*WORK ITEM*
Return the data exactly, but only from the line containing "Target: leafy branch" through its last line.

Referring expression data
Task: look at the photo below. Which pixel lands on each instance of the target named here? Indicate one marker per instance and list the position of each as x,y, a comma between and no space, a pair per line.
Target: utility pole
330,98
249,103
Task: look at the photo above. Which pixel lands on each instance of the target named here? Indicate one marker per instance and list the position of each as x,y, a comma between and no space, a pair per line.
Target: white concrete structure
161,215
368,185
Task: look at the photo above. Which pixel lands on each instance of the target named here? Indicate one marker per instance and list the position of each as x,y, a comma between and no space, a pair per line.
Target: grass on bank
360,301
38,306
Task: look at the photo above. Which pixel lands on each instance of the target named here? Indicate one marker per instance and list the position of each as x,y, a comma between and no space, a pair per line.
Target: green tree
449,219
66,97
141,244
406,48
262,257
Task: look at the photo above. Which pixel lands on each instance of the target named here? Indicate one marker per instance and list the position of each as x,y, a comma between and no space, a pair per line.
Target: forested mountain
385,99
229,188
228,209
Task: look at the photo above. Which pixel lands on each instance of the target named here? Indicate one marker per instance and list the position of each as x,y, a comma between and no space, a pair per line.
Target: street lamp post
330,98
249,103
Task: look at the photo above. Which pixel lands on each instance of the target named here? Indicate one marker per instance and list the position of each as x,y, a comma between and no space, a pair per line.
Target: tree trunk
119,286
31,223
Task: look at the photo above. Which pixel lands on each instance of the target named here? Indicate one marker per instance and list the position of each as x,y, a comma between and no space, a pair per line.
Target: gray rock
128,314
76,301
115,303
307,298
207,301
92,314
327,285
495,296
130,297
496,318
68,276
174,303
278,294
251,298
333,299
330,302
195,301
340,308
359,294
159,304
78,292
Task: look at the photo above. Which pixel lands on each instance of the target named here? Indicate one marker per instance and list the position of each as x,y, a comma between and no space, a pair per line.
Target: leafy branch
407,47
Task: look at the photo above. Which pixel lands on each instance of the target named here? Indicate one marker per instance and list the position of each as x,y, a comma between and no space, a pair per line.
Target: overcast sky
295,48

*WRITTEN ANSWER*
Target: leafy branch
407,47
Task: look at the photo above. Which pixel lands on each instance of the target named here? Indicate one marker per instance and list the position of each as x,y, a comma between and no space, a pair per line.
Target: overcast sky
295,48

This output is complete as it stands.